[Mask labeling examples]
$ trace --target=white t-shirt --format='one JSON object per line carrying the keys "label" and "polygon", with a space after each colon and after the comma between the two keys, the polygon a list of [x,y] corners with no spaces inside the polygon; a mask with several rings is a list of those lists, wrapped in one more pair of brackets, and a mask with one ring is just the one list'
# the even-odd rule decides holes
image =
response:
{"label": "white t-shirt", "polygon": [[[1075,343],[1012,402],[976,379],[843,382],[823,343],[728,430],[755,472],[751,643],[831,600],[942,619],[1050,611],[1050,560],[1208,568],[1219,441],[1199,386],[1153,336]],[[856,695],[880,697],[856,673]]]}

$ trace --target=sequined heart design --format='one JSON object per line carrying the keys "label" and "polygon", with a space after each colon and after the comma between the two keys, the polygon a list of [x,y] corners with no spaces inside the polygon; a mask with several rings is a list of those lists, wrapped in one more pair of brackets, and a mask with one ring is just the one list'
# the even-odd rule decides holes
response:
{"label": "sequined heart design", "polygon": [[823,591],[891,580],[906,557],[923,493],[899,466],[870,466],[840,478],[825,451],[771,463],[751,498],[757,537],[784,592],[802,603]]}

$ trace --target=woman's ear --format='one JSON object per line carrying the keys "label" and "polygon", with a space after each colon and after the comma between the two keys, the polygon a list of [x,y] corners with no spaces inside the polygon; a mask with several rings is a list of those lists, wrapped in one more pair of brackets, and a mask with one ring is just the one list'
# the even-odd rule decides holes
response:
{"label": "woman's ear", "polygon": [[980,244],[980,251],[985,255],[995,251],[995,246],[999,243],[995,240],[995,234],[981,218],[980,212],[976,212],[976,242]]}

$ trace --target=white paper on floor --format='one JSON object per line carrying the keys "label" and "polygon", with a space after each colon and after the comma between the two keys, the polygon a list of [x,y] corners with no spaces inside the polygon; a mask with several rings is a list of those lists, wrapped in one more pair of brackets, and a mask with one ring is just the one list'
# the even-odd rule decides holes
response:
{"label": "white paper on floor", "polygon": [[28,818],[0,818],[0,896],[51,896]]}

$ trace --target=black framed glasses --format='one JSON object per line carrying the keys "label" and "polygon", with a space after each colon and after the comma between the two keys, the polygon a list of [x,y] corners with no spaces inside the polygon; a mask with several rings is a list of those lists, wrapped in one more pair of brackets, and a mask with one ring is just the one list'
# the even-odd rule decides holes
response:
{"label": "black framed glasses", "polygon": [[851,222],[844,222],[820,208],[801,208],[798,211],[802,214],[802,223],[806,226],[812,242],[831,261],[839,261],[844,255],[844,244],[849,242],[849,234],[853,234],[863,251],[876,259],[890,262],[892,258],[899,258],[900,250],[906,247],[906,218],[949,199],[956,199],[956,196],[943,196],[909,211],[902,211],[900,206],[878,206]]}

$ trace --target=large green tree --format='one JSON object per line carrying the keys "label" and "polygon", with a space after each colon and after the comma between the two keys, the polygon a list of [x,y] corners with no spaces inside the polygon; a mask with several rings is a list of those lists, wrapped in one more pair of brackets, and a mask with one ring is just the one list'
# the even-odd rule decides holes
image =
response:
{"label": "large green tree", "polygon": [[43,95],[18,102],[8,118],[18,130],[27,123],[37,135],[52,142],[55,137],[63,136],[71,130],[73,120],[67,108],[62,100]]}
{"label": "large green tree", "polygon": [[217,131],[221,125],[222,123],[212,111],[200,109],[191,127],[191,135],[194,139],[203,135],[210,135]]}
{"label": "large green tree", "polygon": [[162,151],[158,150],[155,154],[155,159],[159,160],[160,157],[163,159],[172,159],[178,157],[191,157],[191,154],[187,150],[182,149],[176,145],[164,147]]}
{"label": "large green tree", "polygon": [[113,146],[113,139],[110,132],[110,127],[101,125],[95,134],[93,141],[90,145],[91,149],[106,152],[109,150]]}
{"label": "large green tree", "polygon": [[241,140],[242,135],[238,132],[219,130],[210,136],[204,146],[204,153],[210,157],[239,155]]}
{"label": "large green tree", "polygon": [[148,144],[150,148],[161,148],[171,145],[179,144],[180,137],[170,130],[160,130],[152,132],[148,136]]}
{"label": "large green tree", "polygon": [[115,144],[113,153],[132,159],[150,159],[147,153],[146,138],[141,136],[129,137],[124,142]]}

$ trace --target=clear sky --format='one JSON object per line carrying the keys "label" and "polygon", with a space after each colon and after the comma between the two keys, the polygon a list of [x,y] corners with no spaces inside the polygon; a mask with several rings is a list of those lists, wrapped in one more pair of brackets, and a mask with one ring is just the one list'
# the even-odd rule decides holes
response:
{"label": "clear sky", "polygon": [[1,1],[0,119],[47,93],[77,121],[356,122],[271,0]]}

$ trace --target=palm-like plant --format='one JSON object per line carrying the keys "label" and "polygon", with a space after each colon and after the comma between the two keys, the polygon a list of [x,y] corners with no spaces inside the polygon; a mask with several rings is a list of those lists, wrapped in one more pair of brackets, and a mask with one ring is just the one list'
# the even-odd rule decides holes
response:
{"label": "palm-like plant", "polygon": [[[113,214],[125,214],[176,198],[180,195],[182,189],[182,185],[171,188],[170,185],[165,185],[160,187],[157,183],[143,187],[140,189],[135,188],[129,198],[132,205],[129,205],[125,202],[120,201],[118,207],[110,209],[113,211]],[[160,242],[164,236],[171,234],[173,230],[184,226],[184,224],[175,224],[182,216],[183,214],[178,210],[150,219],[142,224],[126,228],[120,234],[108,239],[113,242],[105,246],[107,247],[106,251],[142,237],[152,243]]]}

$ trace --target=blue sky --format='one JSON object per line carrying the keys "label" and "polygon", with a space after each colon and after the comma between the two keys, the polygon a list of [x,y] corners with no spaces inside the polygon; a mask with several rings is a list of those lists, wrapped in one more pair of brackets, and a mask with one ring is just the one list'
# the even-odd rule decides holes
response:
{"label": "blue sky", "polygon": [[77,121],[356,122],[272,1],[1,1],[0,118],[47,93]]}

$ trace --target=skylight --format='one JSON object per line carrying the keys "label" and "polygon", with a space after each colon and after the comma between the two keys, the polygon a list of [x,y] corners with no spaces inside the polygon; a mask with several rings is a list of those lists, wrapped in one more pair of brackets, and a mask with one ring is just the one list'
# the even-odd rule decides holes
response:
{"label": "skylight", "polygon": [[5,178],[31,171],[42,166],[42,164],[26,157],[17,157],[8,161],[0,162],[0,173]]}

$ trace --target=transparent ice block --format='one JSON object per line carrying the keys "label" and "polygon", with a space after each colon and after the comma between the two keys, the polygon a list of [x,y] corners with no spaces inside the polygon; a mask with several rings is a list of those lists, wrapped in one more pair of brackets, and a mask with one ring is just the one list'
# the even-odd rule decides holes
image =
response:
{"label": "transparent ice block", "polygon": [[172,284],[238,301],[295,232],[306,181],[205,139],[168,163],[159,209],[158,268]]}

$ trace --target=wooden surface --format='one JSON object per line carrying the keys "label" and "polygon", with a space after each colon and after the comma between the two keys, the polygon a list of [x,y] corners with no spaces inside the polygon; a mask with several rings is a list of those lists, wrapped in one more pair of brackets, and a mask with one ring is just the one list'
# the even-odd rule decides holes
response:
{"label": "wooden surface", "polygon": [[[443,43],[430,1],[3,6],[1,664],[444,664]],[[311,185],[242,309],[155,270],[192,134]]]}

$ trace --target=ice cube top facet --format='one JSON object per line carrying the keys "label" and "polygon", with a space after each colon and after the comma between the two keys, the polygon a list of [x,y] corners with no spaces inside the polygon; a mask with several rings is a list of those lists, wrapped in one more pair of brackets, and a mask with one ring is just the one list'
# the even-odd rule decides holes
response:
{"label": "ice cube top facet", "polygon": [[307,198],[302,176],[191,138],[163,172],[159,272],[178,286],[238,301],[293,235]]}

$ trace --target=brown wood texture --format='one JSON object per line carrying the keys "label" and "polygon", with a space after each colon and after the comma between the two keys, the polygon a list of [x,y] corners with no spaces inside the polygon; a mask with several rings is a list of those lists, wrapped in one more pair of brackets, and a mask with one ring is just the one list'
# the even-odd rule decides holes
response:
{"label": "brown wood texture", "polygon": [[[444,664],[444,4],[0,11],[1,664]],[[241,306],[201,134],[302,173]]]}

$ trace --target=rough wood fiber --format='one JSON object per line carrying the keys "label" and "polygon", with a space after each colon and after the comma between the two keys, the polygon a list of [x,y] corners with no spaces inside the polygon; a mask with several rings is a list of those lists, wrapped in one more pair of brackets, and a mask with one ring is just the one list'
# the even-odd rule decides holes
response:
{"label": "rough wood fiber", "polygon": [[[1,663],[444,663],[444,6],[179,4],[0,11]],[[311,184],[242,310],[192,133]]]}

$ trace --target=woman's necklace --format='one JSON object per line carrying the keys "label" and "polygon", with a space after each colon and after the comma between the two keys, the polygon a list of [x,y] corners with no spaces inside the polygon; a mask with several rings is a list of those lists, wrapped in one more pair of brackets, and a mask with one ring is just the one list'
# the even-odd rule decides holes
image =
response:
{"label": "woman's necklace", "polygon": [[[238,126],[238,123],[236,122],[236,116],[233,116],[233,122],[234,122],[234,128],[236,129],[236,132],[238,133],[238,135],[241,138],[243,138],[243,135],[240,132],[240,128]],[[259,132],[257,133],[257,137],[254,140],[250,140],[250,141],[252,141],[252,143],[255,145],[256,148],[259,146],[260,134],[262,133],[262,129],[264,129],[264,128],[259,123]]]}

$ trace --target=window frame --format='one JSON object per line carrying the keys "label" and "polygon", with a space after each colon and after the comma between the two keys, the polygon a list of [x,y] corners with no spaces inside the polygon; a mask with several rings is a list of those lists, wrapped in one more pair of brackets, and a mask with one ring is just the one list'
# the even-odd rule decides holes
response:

(SHORT EXERCISE): From the line containing "trace --target=rough wood" down to the final line of the data, write out every line exactly; both the first and last of these belong in your answer, and nothing else does.

(SOLUTION TO THIS TASK):
$ trace --target=rough wood fiber --format='one JSON object per line carrying the keys "label" and "polygon", with a space after each colon and after the comma between the two keys, the polygon a list of [x,y] corners with no spaces inside the polygon; a mask with several rings is a list of those lists, wrapped in one more pair of brackets, and a mask with one ring is just the one list'
# the even-odd rule decides holes
response:
{"label": "rough wood fiber", "polygon": [[[1,663],[444,663],[444,6],[179,4],[0,11]],[[311,184],[242,310],[192,133]]]}

$ trace --target=woman's necklace --format='one JSON object per line carrying the keys "label" and "polygon", with a space after each colon and after the comma between the two keys, the polygon a list of [x,y] corners with no spaces inside the polygon; a mask with several rings is a list of those lists, wrapped in one more pair of brackets, and a mask with one ring is just the one list'
# the even-odd rule decides holes
image =
response:
{"label": "woman's necklace", "polygon": [[[238,126],[238,123],[236,122],[236,116],[233,116],[233,122],[234,122],[234,128],[236,129],[236,132],[238,133],[238,135],[241,138],[243,138],[243,135],[240,132],[240,128]],[[259,132],[257,133],[257,137],[254,140],[250,140],[250,141],[252,141],[252,143],[255,145],[256,148],[259,146],[260,134],[262,133],[262,129],[264,129],[264,128],[259,123]]]}

$ trace --target=window frame --format='one JSON object per line carrying the keys "label" and "polygon", with a space after each colon and after the comma between the two keys, the polygon a list of [x,y] corners with no spaces inside the polygon; a mask with several rings is a list of those lists, wrapped in one more pair of brackets, and a mask with one ring is just the one list'
# the even-odd rule decides holes
response:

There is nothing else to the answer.